THE REQUEST:
Give again the lines from the one containing "fingers**, that would be most helpful." through the final line, requests included. Multiply every polygon coordinate in the answers by 2.2 and round each to a whole number, halves up, leaving the requests and their format samples unchanged.

(Contour annotation records)
* * * * * * *
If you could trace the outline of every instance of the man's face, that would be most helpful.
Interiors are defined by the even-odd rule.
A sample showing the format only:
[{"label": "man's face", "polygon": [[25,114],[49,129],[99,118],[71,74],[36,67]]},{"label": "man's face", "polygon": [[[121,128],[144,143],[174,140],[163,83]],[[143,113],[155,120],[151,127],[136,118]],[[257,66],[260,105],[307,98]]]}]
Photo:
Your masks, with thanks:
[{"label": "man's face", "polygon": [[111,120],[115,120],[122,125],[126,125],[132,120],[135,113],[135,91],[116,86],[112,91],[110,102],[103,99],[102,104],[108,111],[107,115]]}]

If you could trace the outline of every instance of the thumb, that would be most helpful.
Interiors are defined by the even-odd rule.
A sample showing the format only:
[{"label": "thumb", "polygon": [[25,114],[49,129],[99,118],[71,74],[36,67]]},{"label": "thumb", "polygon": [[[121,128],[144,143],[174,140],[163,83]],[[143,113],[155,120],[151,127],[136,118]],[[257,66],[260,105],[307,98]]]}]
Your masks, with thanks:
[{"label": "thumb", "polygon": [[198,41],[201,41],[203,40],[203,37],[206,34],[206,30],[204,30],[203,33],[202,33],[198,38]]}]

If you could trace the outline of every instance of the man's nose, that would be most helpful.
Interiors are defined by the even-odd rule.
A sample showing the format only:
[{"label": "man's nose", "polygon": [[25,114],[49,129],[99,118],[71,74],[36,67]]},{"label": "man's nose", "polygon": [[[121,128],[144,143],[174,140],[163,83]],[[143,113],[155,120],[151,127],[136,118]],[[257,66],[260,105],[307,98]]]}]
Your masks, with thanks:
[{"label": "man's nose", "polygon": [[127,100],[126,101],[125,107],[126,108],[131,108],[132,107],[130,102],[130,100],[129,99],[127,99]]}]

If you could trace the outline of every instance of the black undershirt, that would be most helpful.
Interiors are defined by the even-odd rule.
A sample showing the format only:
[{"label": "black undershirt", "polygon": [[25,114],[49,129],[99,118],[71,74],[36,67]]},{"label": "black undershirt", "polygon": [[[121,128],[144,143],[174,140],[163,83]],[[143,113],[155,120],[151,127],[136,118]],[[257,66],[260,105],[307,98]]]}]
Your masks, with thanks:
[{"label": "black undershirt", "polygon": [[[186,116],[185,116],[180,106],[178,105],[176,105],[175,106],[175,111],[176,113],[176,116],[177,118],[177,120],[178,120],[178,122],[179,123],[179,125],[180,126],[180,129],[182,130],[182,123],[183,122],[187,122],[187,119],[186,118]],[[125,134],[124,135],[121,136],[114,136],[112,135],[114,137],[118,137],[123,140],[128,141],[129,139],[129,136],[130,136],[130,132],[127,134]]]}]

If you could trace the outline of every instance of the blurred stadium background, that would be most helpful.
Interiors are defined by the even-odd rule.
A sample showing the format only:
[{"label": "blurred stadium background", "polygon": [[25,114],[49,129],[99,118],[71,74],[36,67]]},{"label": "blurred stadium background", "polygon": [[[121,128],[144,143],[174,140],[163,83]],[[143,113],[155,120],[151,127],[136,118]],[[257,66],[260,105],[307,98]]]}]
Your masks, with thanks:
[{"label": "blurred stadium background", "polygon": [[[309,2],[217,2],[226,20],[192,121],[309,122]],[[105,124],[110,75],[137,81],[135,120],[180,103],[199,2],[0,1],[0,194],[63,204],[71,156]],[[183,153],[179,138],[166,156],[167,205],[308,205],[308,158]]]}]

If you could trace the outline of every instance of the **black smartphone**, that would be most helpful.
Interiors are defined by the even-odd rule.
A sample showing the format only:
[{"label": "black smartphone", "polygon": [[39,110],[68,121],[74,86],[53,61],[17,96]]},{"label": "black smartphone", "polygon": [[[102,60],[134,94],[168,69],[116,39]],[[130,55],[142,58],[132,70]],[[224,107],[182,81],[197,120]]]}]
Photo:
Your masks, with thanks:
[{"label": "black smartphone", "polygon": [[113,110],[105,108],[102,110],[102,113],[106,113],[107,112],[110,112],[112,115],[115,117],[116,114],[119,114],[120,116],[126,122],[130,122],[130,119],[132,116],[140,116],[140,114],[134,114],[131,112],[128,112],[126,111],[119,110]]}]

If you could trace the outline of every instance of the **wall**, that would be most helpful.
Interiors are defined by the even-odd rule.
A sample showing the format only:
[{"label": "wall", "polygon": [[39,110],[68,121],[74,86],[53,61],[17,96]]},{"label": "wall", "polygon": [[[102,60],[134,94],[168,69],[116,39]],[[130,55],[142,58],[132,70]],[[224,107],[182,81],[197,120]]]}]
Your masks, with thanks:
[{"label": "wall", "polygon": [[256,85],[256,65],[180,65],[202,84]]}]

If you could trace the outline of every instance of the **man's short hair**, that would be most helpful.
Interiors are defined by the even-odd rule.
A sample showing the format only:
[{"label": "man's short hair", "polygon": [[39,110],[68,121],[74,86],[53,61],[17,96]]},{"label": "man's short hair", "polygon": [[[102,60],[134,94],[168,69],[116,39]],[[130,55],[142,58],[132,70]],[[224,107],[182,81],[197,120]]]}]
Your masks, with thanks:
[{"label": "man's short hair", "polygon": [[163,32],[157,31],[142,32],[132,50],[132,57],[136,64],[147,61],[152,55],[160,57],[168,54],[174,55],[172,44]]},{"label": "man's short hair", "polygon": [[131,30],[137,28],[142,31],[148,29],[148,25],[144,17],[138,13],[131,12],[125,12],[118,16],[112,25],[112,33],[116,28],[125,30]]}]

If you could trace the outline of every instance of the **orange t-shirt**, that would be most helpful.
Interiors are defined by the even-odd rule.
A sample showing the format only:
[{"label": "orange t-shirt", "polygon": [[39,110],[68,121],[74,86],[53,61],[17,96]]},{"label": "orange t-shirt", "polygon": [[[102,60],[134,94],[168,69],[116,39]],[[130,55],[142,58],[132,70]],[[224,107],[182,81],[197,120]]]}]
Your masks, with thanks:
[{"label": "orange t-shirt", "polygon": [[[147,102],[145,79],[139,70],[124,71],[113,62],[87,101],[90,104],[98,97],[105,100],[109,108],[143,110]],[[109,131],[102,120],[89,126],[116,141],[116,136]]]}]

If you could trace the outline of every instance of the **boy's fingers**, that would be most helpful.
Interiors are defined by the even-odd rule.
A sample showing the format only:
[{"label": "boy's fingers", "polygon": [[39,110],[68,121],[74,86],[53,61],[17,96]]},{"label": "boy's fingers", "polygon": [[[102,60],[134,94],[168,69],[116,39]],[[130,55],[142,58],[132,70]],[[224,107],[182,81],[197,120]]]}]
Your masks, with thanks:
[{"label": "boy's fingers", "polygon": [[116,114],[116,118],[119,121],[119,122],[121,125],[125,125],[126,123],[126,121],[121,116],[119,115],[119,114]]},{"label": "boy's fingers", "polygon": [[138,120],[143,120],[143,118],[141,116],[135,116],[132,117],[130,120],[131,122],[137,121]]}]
* * * * * * *
RESULT BELOW:
If you could trace the outline of every instance of the **boy's fingers**, that would be most helpful.
Interiors are defined by the even-odd rule.
A sample showing the format only:
[{"label": "boy's fingers", "polygon": [[39,110],[68,121],[74,86],[53,61],[17,96]]},{"label": "boy's fingers", "polygon": [[[102,60],[134,94],[168,69],[116,39]],[[130,55],[142,58],[132,70]],[[224,107],[182,81],[197,120]]]}]
Your masks, with thanks:
[{"label": "boy's fingers", "polygon": [[255,251],[255,260],[262,266],[262,268],[266,275],[275,275],[277,271],[277,266],[266,255],[262,253],[262,251]]},{"label": "boy's fingers", "polygon": [[304,264],[315,264],[315,260],[310,255],[297,255],[290,257],[286,264],[288,268],[301,266]]}]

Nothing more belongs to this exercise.